From the line that contains "Expected: for every instance of the coastline" to the end of the entries, write out every line exactly, including both ends, and nothing more.

::::

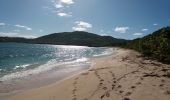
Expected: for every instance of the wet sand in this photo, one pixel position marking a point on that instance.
(124, 75)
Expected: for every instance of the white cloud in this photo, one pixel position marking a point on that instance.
(26, 27)
(8, 34)
(68, 2)
(81, 26)
(104, 34)
(145, 29)
(17, 30)
(64, 14)
(121, 29)
(14, 34)
(138, 34)
(59, 5)
(41, 30)
(155, 24)
(2, 24)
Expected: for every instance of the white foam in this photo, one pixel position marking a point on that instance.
(21, 66)
(106, 52)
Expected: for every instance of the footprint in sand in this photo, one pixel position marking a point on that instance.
(128, 93)
(85, 73)
(126, 99)
(75, 89)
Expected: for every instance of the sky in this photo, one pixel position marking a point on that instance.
(127, 19)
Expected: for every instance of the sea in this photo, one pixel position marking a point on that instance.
(19, 60)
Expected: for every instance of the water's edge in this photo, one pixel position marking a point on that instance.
(13, 87)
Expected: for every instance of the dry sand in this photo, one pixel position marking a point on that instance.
(125, 75)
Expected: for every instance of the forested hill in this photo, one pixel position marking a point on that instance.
(155, 45)
(70, 38)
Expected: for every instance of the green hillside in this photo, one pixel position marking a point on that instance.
(70, 38)
(155, 45)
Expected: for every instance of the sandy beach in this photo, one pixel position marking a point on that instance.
(124, 75)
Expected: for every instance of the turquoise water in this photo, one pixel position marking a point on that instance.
(18, 60)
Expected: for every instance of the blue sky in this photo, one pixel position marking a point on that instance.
(126, 19)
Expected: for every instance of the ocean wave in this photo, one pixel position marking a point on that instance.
(106, 52)
(21, 66)
(42, 68)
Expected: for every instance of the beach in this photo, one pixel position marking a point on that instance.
(123, 75)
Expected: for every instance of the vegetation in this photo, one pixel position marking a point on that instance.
(155, 45)
(71, 38)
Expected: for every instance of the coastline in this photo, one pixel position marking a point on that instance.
(124, 75)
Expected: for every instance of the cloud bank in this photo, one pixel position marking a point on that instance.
(81, 26)
(121, 29)
(25, 27)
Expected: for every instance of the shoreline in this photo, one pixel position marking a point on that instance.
(11, 88)
(125, 75)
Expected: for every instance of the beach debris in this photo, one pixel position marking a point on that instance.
(107, 94)
(102, 96)
(128, 93)
(133, 87)
(126, 98)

::::

* _SOLUTION TO THE EXERCISE_
Expected: for every instance of the coastline in this photo, one pixel position marking a point on that instance.
(124, 75)
Expected: for every instance of the cloud bank in this photo, one pixel position marking a point on that instance.
(81, 26)
(121, 29)
(25, 27)
Expected: for every instance of the shoreline in this photo, one pixel position marking a point on that instance.
(11, 88)
(125, 75)
Expected: for every instance of the beach debris in this photo, one pixel position marking a point on that instance.
(107, 94)
(102, 96)
(128, 93)
(133, 87)
(126, 98)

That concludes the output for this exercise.